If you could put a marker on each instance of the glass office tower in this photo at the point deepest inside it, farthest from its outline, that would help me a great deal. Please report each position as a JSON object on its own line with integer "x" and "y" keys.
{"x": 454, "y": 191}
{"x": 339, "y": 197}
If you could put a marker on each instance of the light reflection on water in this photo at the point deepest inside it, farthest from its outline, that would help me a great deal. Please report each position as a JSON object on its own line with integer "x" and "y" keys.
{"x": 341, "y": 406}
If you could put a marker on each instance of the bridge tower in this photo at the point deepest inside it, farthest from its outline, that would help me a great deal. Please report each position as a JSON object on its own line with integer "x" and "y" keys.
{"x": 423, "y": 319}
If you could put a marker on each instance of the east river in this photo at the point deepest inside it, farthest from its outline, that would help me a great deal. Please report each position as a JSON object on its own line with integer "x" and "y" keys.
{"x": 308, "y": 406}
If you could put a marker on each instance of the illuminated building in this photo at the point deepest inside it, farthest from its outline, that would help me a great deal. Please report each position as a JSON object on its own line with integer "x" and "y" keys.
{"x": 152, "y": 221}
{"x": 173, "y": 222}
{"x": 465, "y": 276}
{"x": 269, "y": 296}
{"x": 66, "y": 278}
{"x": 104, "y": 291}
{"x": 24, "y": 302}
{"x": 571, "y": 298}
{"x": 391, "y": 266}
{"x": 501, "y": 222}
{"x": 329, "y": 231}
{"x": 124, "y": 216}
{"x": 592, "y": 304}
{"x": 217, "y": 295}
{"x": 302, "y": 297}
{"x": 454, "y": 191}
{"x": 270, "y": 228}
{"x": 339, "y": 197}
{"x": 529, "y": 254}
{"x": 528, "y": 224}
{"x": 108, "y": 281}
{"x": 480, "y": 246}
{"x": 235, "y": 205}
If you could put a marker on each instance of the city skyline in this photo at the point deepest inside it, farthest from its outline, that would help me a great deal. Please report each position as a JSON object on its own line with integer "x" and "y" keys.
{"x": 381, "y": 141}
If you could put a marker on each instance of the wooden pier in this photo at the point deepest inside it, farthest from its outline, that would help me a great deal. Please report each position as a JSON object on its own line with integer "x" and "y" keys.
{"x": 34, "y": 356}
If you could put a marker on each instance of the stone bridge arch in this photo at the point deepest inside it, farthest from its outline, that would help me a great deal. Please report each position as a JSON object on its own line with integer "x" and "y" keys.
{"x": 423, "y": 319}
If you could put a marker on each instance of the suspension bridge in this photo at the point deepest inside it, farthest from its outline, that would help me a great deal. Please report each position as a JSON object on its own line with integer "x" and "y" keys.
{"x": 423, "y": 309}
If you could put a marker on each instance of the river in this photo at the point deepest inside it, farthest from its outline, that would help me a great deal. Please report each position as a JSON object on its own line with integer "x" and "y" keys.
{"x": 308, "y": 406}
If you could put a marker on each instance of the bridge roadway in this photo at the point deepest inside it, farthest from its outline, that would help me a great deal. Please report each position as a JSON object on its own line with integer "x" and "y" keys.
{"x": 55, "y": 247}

=== TASK ===
Your task is to write out the lines from the one with "the bridge roadway" through the end of the records, exactly and with nothing added.

=== WRITTEN REPLY ===
If you could put a marker on each instance of the bridge roadway in this photo at the point deepest inside it, farthest from its outline, that would help me a great deal. Please report each position as a JSON object on its own line with integer "x" and "y" keys.
{"x": 55, "y": 247}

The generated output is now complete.